### Source text

▬▬▬▬▬▬

You would have to go back some 88 seasons—to baseball Hall of Famer Jesse “The Crab” Burkett—to find the last Crusader coach hired who was not an alum or assistant.
Associate Athletic Director Rose Shea ’87 fielded more than 100 job applications for head baseball coach. Greg DiCenzo, the overwhelming choice of Shea and her team of campus consultants, quickly won the stamp of approval from Athletic Director Dick Regan ’76.
DiCenzo has what the College needs: a strong background in coaching, with an emphasis on pitching and a special talent for recruiting. In his bat-bag, he also totes two master’s degrees—in education and administration—from his alma mater St. Lawrence University of Canton, N.Y.
“We were struck by his focus on the academic success of his players,” says Shea. “He relates well to prospects and their parents. He knows Holy Cross is not a pro baseball factory. He understands the Holy Cross way.”
DiCenzo also comprehends that Holy Cross hasn’t made the NCAA tournament in 30 years. Getting back there, he vows, is his primary goal. DiCenzo is well-prepared for the task. He is a sports devotee from Duxbury, a tony seaside town a little upwind from Plymouth Rock. In high school, DiCenzo played soccer for the incomparable Frosty Cass; he played hoops and excelled as a crafty lefty and slick first baseman in baseball. He still wishes he had time for hockey. He’d play tiddlywinks in a blizzard.

▬▬▬▬▬▬

### Information given
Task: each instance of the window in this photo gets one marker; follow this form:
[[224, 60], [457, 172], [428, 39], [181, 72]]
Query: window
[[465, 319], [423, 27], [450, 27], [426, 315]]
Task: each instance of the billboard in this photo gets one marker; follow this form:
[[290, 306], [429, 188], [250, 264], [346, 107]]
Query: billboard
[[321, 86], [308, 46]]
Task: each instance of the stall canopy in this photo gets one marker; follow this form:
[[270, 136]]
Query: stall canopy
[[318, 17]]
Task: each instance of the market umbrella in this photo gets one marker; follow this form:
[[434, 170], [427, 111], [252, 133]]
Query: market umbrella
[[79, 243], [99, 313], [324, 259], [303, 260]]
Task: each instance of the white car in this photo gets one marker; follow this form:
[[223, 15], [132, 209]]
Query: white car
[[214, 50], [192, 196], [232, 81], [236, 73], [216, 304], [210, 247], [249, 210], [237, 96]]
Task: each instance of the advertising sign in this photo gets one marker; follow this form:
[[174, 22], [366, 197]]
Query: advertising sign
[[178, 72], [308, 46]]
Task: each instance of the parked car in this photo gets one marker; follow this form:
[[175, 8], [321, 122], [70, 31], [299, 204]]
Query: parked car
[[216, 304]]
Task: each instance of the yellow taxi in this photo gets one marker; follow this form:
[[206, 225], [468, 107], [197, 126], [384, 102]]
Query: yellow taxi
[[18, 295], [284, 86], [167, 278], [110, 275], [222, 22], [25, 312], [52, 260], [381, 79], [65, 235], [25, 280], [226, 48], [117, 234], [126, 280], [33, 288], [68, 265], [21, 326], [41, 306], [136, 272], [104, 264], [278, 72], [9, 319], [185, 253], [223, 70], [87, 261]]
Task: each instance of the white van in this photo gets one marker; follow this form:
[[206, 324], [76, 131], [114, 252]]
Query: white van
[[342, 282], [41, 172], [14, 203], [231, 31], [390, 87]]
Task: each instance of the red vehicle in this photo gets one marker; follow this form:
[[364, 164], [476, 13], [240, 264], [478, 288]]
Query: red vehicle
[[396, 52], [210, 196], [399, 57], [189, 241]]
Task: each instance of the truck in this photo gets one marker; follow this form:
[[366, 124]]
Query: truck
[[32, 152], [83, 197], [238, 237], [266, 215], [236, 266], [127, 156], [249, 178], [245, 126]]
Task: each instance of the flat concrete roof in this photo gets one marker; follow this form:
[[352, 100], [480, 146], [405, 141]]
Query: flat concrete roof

▬▬▬▬▬▬

### Check your understanding
1: Answer these questions from the text on the new baseball coach:
(a) How many job applications for head baseball coach did Rose Shea field?
(b) Which university awarded DiCenzo his two master's degrees?
(c) How many years has it been since Holy Cross made the NCAA tournament?
2: For each statement, say whether it agrees with the text on the new baseball coach. Give yes or no, and quote the words from the text that decide it.
(a) DiCenzo's master's degrees are in education and administration.
(b) DiCenzo comes from Plymouth.
(c) Athletic Director Dick Regan fielded the job applications.
3: Carry on the text about the new baseball coach, starting after its final sentence.
The items aren't needed for anything here.

### Written answers
1:
(a) More than 100.
(b) St. Lawrence University of Canton, N.Y.
(c) 30 years.

2:
(a) Yes: "two master’s degrees—in education and administration"
(b) No: "He is a sports devotee from Duxbury"
(c) No: "Associate Athletic Director Rose Shea ’87 fielded more than 100 job applications"

3:
In college, DiCenzo added football to his repertoire. He joined the St. Lawrence Saints, emerging as an all-conference kicker and punter. How good was he? Suffice it to point out that DiCenzo booted a 49-yard field goal against Union College. His baseball mentor became Dr. Tom Fay, now 36 years at the Saints’ helm.
He is a man in perpetual motion. DiCenzo played football and baseball while earning his bachelor of science degree in 1998. He continued to play football (on a medical waiver) and coached baseball while receiving his first master’s degree in 2000. DiCenzo served as interim head baseball coach while winding up his second master’s in 2002. During his four-year pursuit of two master’s degrees, he taught physical education full time at the local high school. And, on autumnal Sundays, DiCenzo would drive seven hours back home to play football for the semipro Quincy Granite.
That kind of energy and determination impressed Northeastern University where he served five years as a pitching coach and top-flight recruiting coordinator. His skills as a closer became apparent as he signed three young guns who were selected in the Major League draft. In his inaugural season, the Huskies won the first of three straight American East titles (2003, 2004 and 2005) and advanced to the NCAA tournament.
In the summertime, DiCenzo coached in the Cape Cod League for the Falmouth Commodores, helping to develop the likes of Jacoby Ellsbury (Red Sox) and Jensen Lewis (Indians).
At Northeastern, DiCenzo learned how to construct a program as a recruiter with a keen eye for talent, as a practice organizer, as a game strategist.
“I’m recruiting kids for biology, not the Red Sox. I know that, but I want to win now,” he says.
His first move was a wise one. Instead of traveling during an abbreviated fall season, DiCenzo kept his Crusaders at home. He held a series of intra-squad scrimmages.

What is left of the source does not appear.